DJADIN MEDIA– Peringatan Hari Tani Nasional yang jatuh pada 24 September 2025 dipastikan berlangsung panas. Sekitar 25 ribu petani dari berbagai daerah akan turun ke jalan, sebagian besar menuju ibu kota Jakarta, untuk menuntut pemerintah menuntaskan krisis agraria yang dianggap semakin parah. Aksi ini bukan sekadar perayaan simbolik, melainkan bentuk kemarahan rakyat terhadap mandeknya reforma agraria sejak 65 tahun Undang-Undang Pokok Agraria (UUPA) 1960 disahkan.
Sekjen Konsorsium Pembaruan Agraria (KPA), Dewi Kartika, menjelaskan bahwa ribuan petani akan menyampaikan sembilan tuntutan perbaikan atas 24 masalah struktural agraria yang selama ini diabaikan negara. Menurutnya, persoalan ini bukan hanya soal lahan, tetapi menyangkut masa depan jutaan keluarga petani, nelayan, hingga masyarakat adat. “65 tahun sudah UUPA lahir, tapi sampai hari ini pemerintah masih gagal menjalankan agenda reforma agraria sejati,” ujarnya dalam konferensi pers di Jakarta, Minggu (21/9/2025).
Aksi di Jakarta akan dipusatkan di depan Gedung DPR RI, diikuti petani dari Jawa Barat dan Banten. Mereka tergabung dalam berbagai organisasi seperti Serikat Petani Pasundan, Serikat Petani Majalengka, Serikat Pekerja Tani Karawang, Pemersatu Petani Cianjur, hingga Pergerakan Petani Banten. Di luar Jakarta, ribuan petani juga menggelar aksi serentak di Aceh Utara, Medan, Palembang, Jambi, Bandar Lampung, Semarang, Blitar, Jember, Makassar, Palu, Sikka, Kupang, dan Manado.
Isu yang diangkat petani bukan main-main. Abay Haetami, Ketua Pergerakan Petani Banten, mengungkapkan bahwa banyak petani di wilayahnya menghadapi konflik tanah dengan aparat militer yang atas nama ketahanan pangan mengambil alih lahan rakyat. Pohon dan tanaman yang sudah puluhan tahun menjadi sumber ekonomi keluarga dihancurkan, diganti dengan tanaman komoditas jagung. Bahkan nelayan di pesisir Ujung Kulon dilarang berlindung di pulau saat cuaca buruk dan malah dituduh sebagai pencuri.
Kekecewaan serupa datang dari generasi muda petani. May Putri Evitasari dari Paguyuban Petani Aryo Blitar menegaskan bahwa aksi kali ini juga menjadi panggung perlawanan generasi muda desa. Mereka menuntut redistribusi lahan pertanian dan kepastian status kepemilikan tanah. “Tanah orangtua kami habis, pendidikan sulit kami akses, akhirnya banyak yang terpaksa bekerja ke kota atau ke luar negeri jadi TKW. Ini bukan pilihan, tapi keterpaksaan,” ungkapnya.

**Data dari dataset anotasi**
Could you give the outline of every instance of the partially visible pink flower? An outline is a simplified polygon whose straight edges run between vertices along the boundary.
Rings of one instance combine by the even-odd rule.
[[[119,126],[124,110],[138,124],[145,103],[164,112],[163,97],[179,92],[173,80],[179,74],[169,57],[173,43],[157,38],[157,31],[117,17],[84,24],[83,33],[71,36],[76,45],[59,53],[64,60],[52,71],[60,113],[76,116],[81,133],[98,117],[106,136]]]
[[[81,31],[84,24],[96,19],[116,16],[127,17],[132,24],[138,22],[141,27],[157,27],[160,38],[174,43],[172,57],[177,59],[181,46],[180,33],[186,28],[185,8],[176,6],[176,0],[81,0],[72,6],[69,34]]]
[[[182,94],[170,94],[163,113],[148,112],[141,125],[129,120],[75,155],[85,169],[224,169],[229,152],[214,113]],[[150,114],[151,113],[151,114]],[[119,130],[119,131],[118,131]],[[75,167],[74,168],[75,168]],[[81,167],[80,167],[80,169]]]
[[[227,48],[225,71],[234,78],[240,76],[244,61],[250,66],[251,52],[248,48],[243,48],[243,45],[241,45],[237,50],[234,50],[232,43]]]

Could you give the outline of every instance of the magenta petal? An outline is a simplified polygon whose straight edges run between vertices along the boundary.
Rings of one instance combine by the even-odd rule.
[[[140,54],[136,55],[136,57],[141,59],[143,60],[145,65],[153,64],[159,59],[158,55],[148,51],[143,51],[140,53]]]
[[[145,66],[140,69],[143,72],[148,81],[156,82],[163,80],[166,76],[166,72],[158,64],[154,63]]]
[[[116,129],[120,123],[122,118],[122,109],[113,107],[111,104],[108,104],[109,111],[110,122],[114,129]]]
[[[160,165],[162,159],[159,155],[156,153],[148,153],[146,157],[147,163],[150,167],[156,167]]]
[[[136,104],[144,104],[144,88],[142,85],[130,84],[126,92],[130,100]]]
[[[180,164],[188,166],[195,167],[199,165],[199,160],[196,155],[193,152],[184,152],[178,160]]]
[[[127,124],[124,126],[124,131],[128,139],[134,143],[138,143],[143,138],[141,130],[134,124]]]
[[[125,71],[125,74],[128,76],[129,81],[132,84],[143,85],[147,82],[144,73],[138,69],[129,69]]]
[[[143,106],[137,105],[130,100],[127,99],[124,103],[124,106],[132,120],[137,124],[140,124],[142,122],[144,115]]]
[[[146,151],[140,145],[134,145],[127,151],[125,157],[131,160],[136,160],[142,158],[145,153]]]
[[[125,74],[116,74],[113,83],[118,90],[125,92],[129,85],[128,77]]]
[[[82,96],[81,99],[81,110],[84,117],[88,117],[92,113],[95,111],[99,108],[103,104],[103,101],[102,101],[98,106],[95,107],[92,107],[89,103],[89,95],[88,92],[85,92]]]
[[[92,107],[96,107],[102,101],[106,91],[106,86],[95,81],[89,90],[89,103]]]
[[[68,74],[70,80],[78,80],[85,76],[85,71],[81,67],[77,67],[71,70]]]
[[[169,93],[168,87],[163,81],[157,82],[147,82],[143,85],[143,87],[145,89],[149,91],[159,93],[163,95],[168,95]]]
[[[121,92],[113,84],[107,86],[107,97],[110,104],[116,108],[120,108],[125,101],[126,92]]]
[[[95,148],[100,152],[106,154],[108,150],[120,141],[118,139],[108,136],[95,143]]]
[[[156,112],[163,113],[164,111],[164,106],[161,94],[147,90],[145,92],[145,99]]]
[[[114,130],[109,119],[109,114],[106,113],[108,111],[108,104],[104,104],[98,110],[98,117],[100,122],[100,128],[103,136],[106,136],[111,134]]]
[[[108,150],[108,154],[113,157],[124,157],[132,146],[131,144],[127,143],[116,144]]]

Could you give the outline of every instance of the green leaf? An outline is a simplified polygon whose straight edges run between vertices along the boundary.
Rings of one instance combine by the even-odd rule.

**SOAL TERTULIS A**
Jelaskan dalam satu hingga tiga kalimat mengapa, menurut berita Hari Tani Nasional, banyak anak muda desa terpaksa bekerja ke kota atau ke luar negeri.
**SOAL TERTULIS B**
Kutip bagian berita Hari Tani Nasional antara "Aksi di Jakarta" dan "Kupang, dan Manado.", termasuk kedua bagian tersebut.

**JAWABAN A**
Menurut May Putri Evitasari dari Paguyuban Petani Aryo Blitar, tanah orang tua mereka sudah habis dan pendidikan sulit mereka akses. Akibatnya, banyak yang terpaksa bekerja ke kota atau ke luar negeri sebagai TKW, yang disebutnya bukan pilihan, melainkan keterpaksaan.

**JAWABAN B**
Aksi di Jakarta akan dipusatkan di depan Gedung DPR RI, diikuti petani dari Jawa Barat dan Banten. Mereka tergabung dalam berbagai organisasi seperti Serikat Petani Pasundan, Serikat Petani Majalengka, Serikat Pekerja Tani Karawang, Pemersatu Petani Cianjur, hingga Pergerakan Petani Banten. Di luar Jakarta, ribuan petani juga menggelar aksi serentak di Aceh Utara, Medan, Palembang, Jambi, Bandar Lampung, Semarang, Blitar, Jember, Makassar, Palu, Sikka, Kupang, dan Manado.